● **Objective**: Count the lines below that contain the string "snow", treating uppercase and lowercase as different, and give only the number.

● **Information provided**:
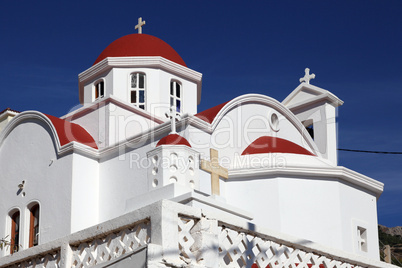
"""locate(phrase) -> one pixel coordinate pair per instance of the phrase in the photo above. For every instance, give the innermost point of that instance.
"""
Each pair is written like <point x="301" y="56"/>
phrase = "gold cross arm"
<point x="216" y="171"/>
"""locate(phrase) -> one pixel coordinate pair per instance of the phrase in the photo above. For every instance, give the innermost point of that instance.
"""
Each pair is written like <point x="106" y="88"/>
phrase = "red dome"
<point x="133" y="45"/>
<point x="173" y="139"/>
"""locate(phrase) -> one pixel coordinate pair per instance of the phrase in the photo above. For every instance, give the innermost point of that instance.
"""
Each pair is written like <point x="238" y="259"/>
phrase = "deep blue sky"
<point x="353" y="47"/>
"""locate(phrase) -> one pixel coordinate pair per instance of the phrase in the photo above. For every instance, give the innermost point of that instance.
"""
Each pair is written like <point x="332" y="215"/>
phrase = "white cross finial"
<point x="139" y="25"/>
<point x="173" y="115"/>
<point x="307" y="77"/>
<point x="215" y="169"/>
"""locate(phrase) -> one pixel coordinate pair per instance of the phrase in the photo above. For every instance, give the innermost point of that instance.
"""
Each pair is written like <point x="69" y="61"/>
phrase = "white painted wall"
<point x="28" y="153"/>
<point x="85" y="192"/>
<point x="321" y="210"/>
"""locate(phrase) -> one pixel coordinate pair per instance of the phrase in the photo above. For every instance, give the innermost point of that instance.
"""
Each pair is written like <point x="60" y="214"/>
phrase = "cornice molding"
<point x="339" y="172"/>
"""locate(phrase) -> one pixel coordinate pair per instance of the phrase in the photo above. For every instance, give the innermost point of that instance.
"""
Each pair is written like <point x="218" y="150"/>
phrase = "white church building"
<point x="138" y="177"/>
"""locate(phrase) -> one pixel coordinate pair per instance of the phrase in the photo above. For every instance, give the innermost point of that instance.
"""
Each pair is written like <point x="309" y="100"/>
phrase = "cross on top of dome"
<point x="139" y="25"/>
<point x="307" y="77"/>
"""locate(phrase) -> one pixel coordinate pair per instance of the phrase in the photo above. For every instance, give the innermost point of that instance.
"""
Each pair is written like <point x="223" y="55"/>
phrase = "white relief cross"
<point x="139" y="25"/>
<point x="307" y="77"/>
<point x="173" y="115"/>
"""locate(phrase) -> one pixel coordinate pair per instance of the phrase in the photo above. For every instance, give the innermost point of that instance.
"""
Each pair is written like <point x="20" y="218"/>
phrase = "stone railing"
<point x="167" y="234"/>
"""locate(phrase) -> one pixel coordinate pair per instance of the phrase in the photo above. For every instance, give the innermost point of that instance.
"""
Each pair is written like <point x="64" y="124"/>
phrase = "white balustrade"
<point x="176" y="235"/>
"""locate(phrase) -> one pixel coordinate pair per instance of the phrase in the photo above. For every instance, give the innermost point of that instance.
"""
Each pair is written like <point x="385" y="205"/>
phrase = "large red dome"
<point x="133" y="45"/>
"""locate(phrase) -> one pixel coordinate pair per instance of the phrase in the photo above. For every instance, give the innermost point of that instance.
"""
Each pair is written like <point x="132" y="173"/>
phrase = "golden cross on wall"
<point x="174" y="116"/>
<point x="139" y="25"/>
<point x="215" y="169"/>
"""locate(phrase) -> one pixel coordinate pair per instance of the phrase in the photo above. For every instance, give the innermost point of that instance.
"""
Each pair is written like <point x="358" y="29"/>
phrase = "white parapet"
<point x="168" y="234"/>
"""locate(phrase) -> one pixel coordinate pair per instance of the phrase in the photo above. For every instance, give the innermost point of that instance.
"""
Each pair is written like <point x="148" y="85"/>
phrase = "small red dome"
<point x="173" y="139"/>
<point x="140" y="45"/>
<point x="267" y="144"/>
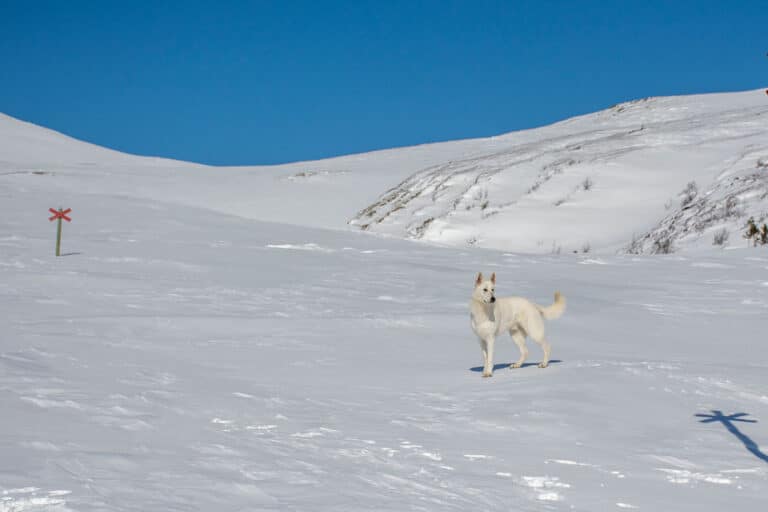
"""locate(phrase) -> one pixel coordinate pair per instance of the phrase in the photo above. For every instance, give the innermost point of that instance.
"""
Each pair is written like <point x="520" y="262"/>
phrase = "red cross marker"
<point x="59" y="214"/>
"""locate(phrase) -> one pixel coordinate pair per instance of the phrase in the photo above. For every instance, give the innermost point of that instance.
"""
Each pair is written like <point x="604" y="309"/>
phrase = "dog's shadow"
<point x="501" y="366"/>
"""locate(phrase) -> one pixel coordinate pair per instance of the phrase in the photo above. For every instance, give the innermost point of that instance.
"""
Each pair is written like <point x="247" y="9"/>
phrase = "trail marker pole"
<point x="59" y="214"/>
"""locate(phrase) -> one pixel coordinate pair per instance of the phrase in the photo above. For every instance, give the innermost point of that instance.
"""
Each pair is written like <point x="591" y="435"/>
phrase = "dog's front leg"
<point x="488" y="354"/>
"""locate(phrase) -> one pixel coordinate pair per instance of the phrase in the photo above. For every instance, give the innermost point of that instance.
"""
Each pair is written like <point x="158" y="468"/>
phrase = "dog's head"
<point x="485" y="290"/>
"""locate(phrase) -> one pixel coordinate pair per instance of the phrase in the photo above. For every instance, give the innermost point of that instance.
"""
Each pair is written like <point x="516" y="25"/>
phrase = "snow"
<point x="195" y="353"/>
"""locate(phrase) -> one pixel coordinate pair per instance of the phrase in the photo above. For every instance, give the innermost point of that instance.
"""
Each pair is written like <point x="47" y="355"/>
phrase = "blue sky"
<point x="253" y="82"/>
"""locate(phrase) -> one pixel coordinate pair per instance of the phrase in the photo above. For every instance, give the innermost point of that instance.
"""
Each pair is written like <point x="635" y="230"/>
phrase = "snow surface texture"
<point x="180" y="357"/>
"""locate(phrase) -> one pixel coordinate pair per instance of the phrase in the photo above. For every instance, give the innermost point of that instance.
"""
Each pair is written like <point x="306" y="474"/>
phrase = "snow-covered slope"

==

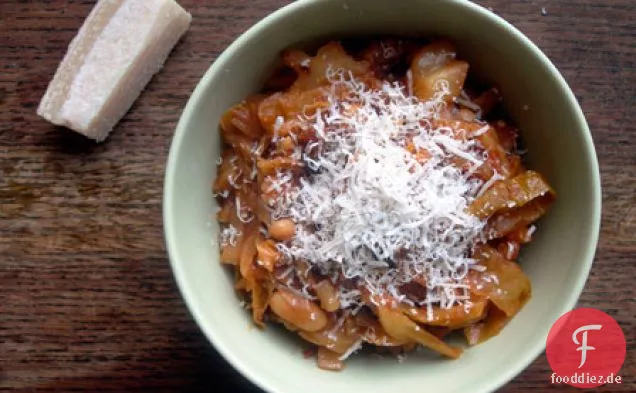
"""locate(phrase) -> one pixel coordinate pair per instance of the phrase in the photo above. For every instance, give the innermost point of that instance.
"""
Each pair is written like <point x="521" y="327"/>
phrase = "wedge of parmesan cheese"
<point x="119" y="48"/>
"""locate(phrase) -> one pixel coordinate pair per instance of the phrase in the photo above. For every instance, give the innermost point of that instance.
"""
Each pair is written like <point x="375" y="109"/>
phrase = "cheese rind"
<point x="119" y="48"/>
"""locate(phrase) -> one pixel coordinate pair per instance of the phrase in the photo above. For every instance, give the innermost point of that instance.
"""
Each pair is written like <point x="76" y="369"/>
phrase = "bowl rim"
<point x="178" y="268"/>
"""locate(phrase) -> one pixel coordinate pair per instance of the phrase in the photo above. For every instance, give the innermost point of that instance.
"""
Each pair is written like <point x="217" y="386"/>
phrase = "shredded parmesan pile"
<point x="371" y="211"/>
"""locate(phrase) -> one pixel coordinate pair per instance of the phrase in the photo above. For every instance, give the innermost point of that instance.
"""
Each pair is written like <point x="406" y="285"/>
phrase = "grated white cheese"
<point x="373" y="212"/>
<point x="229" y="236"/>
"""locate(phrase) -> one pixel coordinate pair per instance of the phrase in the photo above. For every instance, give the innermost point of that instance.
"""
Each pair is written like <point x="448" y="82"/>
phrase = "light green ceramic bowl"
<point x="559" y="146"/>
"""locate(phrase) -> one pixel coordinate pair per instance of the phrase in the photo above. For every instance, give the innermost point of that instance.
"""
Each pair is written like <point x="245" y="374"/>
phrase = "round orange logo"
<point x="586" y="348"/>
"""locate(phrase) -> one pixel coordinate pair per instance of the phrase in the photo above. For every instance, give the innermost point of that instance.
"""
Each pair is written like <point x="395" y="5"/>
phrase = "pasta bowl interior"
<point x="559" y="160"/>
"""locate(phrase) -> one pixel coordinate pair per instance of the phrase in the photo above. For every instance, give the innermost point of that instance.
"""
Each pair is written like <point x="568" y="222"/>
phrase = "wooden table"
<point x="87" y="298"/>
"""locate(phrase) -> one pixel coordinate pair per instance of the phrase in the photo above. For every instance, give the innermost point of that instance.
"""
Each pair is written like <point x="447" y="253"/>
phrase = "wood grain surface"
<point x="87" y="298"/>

● **Reply to the exercise**: 3